(Beginning of DOCUMENT SECTION)

An estimated 600,000 people live at or below poverty in Mississippi. With one legal services lawyer per every 21,000 eligible individuals, the challenges are great, but the desire to achieve justice for all is greater. While many organizations in Mississippi have long been committed to improving the delivery of civil legal services to the poor, there was no single entity that was representative of all such organizations. Recognizing the need for a single unifying entity to bring together the various providers of civil legal services, the Mississippi Supreme Court created the Access to Justice Commission on June 28, 2006, becoming the 23rd state to appoint such a commission. With the proposed development of a unified strategy to improve access to the civil courts for the poor, a vision was born. Funded through the generous support of the Mississippi Supreme Court, The Mississippi Bar and The Mississippi Bar Foundation, the Commission aims to make a difference for one, for all.

(End of DOCUMENT SECTION)
(Beginning of RECORD SET)

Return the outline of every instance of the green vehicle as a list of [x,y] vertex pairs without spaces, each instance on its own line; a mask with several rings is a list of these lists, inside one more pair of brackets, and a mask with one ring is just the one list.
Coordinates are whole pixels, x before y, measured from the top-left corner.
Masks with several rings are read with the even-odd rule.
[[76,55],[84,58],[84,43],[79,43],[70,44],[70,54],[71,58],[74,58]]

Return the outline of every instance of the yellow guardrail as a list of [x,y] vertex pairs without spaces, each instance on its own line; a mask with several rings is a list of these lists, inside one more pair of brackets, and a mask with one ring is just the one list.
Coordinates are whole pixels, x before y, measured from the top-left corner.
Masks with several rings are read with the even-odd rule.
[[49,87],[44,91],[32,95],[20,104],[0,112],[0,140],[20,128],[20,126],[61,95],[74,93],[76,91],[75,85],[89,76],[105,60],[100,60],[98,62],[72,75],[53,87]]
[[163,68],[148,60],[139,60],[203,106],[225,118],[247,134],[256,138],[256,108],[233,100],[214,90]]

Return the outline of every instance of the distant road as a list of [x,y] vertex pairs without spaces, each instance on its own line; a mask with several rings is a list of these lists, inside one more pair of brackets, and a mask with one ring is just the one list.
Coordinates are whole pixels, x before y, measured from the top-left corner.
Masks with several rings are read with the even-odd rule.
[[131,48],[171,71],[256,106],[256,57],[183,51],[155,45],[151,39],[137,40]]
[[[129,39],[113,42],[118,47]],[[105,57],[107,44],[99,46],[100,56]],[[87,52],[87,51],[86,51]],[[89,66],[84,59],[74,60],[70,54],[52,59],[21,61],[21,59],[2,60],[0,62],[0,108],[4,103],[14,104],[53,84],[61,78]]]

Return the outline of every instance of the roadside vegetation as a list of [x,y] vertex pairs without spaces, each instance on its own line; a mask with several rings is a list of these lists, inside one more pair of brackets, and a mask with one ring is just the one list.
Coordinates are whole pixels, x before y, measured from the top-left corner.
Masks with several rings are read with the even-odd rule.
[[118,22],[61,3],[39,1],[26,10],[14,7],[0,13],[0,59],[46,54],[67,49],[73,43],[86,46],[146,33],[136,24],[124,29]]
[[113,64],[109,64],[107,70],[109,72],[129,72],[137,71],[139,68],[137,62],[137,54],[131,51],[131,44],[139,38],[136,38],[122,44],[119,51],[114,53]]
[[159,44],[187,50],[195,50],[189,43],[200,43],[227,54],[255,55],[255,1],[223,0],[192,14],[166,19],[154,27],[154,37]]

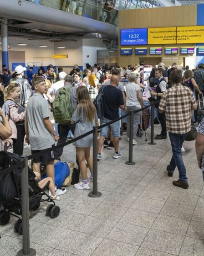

(End of RECORD SET)

In the text on Mississippi's Access to Justice Commission, explain why the Mississippi Supreme Court created the Commission, in one to three sentences.

Many organizations in Mississippi had long worked to improve civil legal services for the poor, but no single entity represented all of them. Recognizing the need for one unifying entity to bring these providers together, the Mississippi Supreme Court created the Access to Justice Commission on June 28, 2006.